バジング(buzzing) その3

前述のように、金管楽器の音の高さは、バジングの周波数によって決まります。
では、バジングの周波数はどのように決まるのでしょうか。

バジングの周波数

振動が起こるためには、物体がちょっと変化したときに、それを元の状態に戻すような力(復元力)が必要です。
さらに、振動の周波数は、復元力の大きさによって決まります。復元力が大きければ、ちょっと変化したときに元に戻そうとする力がおおきいわけなので、すばやく元にもどります。 つまり、復元力が大きいと速く(高い周波数で)振動します。

前述のように、バジングしている金楽器奏者の唇では、復元力は、「唇の弾性」と「口腔内の空気の空気バネの効果」の2つです。
そして、「口腔内の空気の空気バネの効果」の大きさは、「口腔の体積」と「口腔内の(平均)圧力」で決まります。
結局、バジングの周波数(音の高さ)は、
唇の弾性(硬さ) ----  硬いほど、高い周波数になる
口腔内空間の体積 ----  体積が小さいほど、高い周波数になる
口腔内の(平均)圧力 ----  圧力が高いほど、高い周波数になる
の3つで決まることになります。

ただ、人間の肺は、定圧力源というよりは定流量源に近いので、 パラメータとして「口腔内の(平均)圧力」を使うよりも、「息の(平均)流量」を使うほうが自然です。 また、「口腔内の(平均)圧力」は、「口腔内空間の体積」と「息の(平均)流量」から計算できます。

■ 問題
記事をもとに、次の問いに答えてください。
1. 金管楽器の音の高さは何によって決まるか。
2. 復元力が大きいと、物体はどのように振動するか。
3. 人間の肺は、何に近いとされているか。
項目は参照しなくてよい。

■ 保存データ
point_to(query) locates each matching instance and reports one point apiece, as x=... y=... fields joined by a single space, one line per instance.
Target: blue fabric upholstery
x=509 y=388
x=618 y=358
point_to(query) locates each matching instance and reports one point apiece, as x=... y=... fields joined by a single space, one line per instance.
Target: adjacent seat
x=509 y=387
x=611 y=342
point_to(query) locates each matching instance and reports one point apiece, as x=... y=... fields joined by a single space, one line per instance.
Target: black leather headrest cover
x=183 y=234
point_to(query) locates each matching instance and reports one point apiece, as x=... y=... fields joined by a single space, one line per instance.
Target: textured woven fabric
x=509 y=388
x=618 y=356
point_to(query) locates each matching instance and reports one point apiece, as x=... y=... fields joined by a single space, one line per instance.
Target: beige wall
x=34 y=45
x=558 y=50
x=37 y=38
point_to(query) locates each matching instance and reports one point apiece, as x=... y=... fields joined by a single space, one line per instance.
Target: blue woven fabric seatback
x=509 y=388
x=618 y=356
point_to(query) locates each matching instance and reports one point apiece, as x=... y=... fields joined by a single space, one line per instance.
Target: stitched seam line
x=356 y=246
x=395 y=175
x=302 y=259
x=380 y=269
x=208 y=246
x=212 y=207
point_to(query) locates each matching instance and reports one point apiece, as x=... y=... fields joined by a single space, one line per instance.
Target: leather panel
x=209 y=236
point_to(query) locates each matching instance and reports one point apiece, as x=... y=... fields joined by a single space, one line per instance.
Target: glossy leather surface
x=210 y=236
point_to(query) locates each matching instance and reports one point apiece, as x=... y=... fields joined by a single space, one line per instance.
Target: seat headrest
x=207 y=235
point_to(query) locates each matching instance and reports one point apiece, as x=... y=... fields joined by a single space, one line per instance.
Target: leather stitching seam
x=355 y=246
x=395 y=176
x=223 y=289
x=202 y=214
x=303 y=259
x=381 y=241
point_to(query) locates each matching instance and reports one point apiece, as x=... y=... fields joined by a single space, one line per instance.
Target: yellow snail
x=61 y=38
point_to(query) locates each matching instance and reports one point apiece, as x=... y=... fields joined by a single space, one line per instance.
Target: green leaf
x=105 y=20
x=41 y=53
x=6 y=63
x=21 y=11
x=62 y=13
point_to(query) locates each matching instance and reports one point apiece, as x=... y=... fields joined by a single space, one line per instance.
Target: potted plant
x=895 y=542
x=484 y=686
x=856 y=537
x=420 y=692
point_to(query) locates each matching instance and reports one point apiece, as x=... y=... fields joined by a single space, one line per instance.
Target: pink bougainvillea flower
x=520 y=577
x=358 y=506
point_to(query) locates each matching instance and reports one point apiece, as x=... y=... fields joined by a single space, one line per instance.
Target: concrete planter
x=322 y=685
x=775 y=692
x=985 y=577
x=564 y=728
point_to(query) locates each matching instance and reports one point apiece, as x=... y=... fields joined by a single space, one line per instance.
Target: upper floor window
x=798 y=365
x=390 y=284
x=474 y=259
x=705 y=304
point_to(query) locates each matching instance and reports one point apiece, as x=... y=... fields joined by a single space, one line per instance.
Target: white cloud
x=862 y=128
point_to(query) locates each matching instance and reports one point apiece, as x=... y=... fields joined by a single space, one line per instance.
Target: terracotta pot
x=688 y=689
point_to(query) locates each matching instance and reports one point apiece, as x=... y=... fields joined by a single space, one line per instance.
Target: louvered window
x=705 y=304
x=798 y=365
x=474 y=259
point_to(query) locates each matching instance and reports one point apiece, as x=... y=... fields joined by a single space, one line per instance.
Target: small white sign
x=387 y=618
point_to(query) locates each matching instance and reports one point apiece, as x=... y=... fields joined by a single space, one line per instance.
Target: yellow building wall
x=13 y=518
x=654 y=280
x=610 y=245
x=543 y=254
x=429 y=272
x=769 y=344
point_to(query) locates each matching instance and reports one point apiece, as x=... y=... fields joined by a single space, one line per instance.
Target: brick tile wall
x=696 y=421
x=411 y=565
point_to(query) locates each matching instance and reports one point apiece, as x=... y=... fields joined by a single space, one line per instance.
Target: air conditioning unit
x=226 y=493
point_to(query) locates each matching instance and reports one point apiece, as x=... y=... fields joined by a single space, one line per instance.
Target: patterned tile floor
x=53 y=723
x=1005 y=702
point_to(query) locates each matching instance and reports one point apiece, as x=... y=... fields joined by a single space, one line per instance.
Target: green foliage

■ 解答
1. バジングの周波数によって決まる。
2. 速く(高い周波数で)振動する。
3. 定圧力源というよりは定流量源に近い。